# [Exercise directions]
In the exchange below about evidence for the God hypothesis, copy word for word the stretch between "I haven't studied" and "getting too tiresome.", inclusive.

# [Extract to read]
PS: RNA also makes tRNA (which translates the Genetic code (held in RNA) into proteins...) So this RNA molecule could do more than just copy itself...
Are you sure of your statement, “The God hypothesis has no backing at all except the claims of millions of people. . . .”? I followed that quote (above) with something you said earlier in this thread because I think you are doing exactly what you accuse creationists of doing.
First of all, you are assuming that only sense observation produces proof. For example, what if there are things which can only be proven to oneself, does that necessarily make them any less valuable or true? Can I prove to you I love my wife, especially when I am not in her presence? That proof cannot be externally demonstrated to others, but I know inside beyond doubt. Further, I don’t care whether you or anyone else knows or not . . . I am content with knowing it myself and so I would never undertake some sort of “objective” proof. And if I did know God, I would feel exactly the same way about it.
No I can't prove that you love your wife, but that doesn't affect my faith in my materialistic philosophy. As I said earlier, its a philosophical assumption which I believe to be valid, based on the consequences. I am in essence a pragmatist. The practical application of what I do is evidence enough for a continued practice. As for God though, no matter how personal someone feels they are with God, there is a truth about 'Gods' existence which is verifiable objectively. Either God exists, or that person is talking to themselves. There is simply no other options. Either way, there is a verifiable truth claim.
Are you so sure sense experience is the only reliable avenue to knowledge? It seems to me it is you who assumes that all truth that can be revealed will only be revealed through the objective, sense experience-dependent methods of empiricism. If so, then for you it will be “. . . easy to ignore arguments against something that you believe is irreproachable.”
I am a philosopher at heart. My philosophy of choice happens to be a materialistic one. At the base of all my claims though, is a primary choice to ask myself "What do I know without assumptions?" Most of the time, the answer is nothing. So I go to phase two. What do I have to work with then? Well...I have the way things seem to me. OK...lets work from that... and off it goes.
Nothing in my mind is irreproachable. I don't claim to have the truth. I only claim to work with what I have, and try to be honest with myself. i couldn't possibly allow myself to hold something which I know is probably wrong as irreproachable.
In the past I’ve challenged people here to study a certain class of subjective investigators . . . those known to have attained “enlightenment,” such as the Buddha or Jesus (i.e., I mean study the nature of the original experience, as opposed to relying on the utterances of the religious millennia later). There are thousands of such individuals who actually achieved something through turning inward. Now, if you choose not to develop your expertise about this consciousness potential, and then you say “The God hypothesis has no backing at all . . . ,” have you truly and objectively studied all the evidence before stating out of hand there’s nothing to it?
I haven't studied these guys, but at the same time I still feel no desire to because it si quite clear from history, from people around me, and from my own experiences, that the 'inner' is faliscious. A trick we play upon our selves. That is why we all end up with different answers: We are all different. With different experiences we play different tricks on ourselves, and we come to believe different things.
OK, I can't be certain of that, and one day I might look into it, but as the gambling man I may or may not be, I will place my bets on the more solid basis of our internal experiences... the real world. And play with that for a while, and see where that gets me.
I'll play with your other post later... This is getting too tiresome.

# [Entries provided]
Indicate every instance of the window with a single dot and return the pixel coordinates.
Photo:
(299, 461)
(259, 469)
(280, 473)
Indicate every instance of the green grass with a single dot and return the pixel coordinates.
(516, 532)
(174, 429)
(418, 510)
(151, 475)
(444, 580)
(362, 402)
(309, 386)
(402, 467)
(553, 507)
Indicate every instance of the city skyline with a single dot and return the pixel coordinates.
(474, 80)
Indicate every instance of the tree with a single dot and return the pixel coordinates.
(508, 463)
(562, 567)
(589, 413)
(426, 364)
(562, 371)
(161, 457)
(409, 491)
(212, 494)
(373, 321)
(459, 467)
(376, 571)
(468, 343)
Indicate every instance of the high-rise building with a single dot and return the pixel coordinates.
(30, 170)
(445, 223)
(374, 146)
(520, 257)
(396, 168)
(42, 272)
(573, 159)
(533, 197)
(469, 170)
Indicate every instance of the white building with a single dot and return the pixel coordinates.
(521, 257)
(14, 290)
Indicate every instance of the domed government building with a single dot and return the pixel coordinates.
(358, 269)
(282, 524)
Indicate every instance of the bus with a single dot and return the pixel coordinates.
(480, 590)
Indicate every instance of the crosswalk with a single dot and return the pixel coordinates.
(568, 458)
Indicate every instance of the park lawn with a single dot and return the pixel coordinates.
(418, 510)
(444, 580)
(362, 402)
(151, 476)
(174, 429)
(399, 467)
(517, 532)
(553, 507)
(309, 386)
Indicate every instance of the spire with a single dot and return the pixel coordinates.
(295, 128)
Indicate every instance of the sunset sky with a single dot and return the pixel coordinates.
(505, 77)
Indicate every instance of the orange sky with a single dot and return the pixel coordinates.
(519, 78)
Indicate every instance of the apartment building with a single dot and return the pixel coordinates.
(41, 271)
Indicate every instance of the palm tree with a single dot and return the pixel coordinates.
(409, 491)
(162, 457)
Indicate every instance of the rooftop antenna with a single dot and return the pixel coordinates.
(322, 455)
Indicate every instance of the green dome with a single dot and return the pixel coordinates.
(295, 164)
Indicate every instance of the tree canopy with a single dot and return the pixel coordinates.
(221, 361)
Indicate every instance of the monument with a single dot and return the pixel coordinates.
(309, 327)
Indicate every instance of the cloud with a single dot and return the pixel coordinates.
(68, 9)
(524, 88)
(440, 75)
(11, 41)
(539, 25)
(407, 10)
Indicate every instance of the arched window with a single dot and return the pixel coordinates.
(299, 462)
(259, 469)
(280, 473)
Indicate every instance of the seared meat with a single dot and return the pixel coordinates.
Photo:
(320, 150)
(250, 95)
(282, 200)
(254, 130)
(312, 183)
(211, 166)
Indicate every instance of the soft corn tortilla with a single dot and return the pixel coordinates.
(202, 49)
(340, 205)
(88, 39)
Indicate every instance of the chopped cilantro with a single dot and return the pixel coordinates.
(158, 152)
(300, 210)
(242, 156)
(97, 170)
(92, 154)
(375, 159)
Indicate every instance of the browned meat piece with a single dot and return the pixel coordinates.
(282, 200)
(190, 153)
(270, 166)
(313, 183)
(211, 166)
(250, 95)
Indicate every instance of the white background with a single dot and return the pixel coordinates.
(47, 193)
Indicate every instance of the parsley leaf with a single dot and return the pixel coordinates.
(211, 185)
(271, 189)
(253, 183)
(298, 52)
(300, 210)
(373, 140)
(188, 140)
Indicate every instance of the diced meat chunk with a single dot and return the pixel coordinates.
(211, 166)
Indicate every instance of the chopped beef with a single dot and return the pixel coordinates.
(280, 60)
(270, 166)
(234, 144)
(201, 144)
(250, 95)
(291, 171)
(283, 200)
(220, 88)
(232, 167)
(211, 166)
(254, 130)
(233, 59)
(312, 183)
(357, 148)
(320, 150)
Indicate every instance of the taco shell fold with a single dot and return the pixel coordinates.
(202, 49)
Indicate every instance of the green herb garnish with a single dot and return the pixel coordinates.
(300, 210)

# [Reply]
I haven't studied these guys, but at the same time I still feel no desire to because it si quite clear from history, from people around me, and from my own experiences, that the 'inner' is faliscious. A trick we play upon our selves. That is why we all end up with different answers: We are all different. With different experiences we play different tricks on ourselves, and we come to believe different things.
OK, I can't be certain of that, and one day I might look into it, but as the gambling man I may or may not be, I will place my bets on the more solid basis of our internal experiences... the real world. And play with that for a while, and see where that gets me.
I'll play with your other post later... This is getting too tiresome.